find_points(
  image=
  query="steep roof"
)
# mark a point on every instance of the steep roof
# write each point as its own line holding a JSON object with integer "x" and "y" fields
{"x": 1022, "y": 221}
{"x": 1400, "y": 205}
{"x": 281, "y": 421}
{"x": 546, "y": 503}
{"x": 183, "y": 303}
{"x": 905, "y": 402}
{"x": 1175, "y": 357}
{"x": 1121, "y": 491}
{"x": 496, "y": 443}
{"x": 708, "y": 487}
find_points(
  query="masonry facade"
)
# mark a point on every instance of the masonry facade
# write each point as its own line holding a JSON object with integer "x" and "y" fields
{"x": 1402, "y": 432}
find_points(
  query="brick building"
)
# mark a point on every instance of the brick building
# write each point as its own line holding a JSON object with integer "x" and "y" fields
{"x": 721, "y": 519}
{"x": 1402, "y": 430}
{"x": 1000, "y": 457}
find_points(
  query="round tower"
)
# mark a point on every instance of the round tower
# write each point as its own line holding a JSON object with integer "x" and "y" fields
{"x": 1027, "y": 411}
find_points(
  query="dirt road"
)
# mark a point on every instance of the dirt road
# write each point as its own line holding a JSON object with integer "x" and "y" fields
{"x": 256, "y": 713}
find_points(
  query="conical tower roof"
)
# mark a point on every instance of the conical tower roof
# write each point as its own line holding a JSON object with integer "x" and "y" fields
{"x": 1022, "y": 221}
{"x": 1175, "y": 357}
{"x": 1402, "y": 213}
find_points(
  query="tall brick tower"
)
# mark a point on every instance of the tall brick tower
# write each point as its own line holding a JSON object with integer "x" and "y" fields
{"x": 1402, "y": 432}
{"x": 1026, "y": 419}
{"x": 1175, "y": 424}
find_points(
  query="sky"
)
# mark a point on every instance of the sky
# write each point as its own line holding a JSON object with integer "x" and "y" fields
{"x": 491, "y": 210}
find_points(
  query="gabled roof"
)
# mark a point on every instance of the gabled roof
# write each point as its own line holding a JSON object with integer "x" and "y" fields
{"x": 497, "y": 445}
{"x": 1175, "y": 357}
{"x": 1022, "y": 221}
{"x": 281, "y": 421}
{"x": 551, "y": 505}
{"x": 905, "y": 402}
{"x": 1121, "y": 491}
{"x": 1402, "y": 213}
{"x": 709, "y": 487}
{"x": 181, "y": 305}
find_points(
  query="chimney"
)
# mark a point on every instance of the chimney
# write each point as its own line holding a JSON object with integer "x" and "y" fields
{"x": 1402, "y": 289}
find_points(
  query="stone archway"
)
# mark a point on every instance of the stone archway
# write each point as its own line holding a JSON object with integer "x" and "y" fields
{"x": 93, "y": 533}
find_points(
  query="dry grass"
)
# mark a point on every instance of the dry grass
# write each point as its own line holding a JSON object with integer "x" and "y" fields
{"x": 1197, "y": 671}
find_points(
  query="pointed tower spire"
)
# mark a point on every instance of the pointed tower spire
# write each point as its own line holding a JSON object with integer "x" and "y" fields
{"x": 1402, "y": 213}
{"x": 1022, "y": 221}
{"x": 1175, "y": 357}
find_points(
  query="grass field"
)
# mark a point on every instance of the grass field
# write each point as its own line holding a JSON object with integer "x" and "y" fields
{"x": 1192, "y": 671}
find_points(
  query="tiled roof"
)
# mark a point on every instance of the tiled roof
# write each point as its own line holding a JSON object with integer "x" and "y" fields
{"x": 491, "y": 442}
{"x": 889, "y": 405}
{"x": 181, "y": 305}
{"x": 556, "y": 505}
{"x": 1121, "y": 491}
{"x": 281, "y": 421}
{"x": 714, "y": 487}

────────

### WHAT IS EXPECTED
Each record must be copied out exactly and in full.

### EXERCISE RESPONSE
find_points(
  image=
  query="steep roof"
)
# mark a point on every instance of the steep roof
# write each point as its own line holding a JSON object with integer "x" and "y" fields
{"x": 1022, "y": 221}
{"x": 1400, "y": 205}
{"x": 281, "y": 421}
{"x": 546, "y": 503}
{"x": 183, "y": 303}
{"x": 905, "y": 402}
{"x": 1175, "y": 357}
{"x": 1121, "y": 491}
{"x": 496, "y": 443}
{"x": 708, "y": 487}
find_points(
  query="masonry facade"
)
# mark a point on every instance of the masonry facade
# write each point as its own line holding a JSON object with integer "x" and "y" fields
{"x": 1402, "y": 432}
find_points(
  query="brick building"
)
# mark a point on every instance of the brick building
# write each point as its own line holding a JSON object with integer "x" and "y" fields
{"x": 721, "y": 519}
{"x": 1402, "y": 430}
{"x": 1000, "y": 457}
find_points(
  query="round tower"
)
# mark a point on every instance of the round tower
# write each point as its own line holding a JSON object with integer "x" and "y" fields
{"x": 1027, "y": 411}
find_points(
  query="dirt road"
)
# mark a point on every instance of the dirt road
# write each point as its own line holding a JSON object with integer "x" and "y" fields
{"x": 256, "y": 713}
find_points(
  query="conical tower roof"
)
# mark a point on every instance of the conical tower roof
# write each point as its own line holding a JSON object with integer "x" and "y" fields
{"x": 1022, "y": 221}
{"x": 1175, "y": 357}
{"x": 1402, "y": 213}
find_points(
  query="tall brick tower"
)
# mark a point on every instance of the tall brick tower
# write each point as its own line holding a JSON object with integer "x" and "y" fields
{"x": 1402, "y": 432}
{"x": 1026, "y": 419}
{"x": 1175, "y": 424}
find_points(
  query="sky"
)
# mark a point on every instance of the sky
# write each point as its own line holding a JSON object with integer "x" and "y" fields
{"x": 491, "y": 210}
find_points(
  query="gabled roof"
)
# mark a point on every instance of the gabled roof
# write each point as its own line holding a JSON object with integer "x" and "y" fields
{"x": 497, "y": 445}
{"x": 1175, "y": 357}
{"x": 1022, "y": 221}
{"x": 281, "y": 421}
{"x": 551, "y": 505}
{"x": 905, "y": 402}
{"x": 1121, "y": 491}
{"x": 1402, "y": 213}
{"x": 709, "y": 487}
{"x": 181, "y": 305}
find_points(
  query="chimney"
)
# mark a point on every instance of the chimney
# write each point as its own line holding a JSON object with integer "x" and "y" fields
{"x": 1402, "y": 289}
find_points(
  query="stone archway"
)
# mark a point on every instance of the stone archway
# write each point as its own line holding a JSON object with integer "x" and "y" fields
{"x": 93, "y": 533}
find_points(
  query="dry grass"
)
# mark a point on every instance of the dry grass
# write each point as its own line holding a JSON object with integer "x" and "y" fields
{"x": 1197, "y": 671}
find_points(
  query="pointed tower spire"
)
# mark a point on every instance of the pointed tower spire
# write each point as its own line holding a JSON object with integer "x" and "y" fields
{"x": 1402, "y": 213}
{"x": 1022, "y": 221}
{"x": 1175, "y": 357}
find_points(
  query="grass field"
)
# mark a point on every instance of the grass field
# write each point as its own line holding a JSON object with integer "x" and "y" fields
{"x": 1192, "y": 671}
find_points(
  query="tiled roof"
)
# mark a point on every instance of the tiled roof
# write each point as its own line holding a JSON object with integer "x" and "y" fields
{"x": 491, "y": 442}
{"x": 889, "y": 405}
{"x": 181, "y": 305}
{"x": 556, "y": 505}
{"x": 1121, "y": 491}
{"x": 281, "y": 421}
{"x": 714, "y": 487}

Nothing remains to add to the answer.